Stored records:
---------------

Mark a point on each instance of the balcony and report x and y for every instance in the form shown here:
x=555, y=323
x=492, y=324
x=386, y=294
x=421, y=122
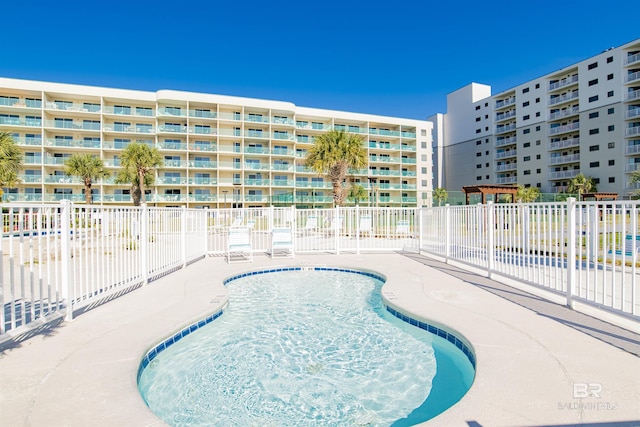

---------------

Your task: Which lines of the records contain the word "point"? Return each one in full.

The solution:
Mark a point on each instance of the balcony and report x and y for every instance in the form shown here:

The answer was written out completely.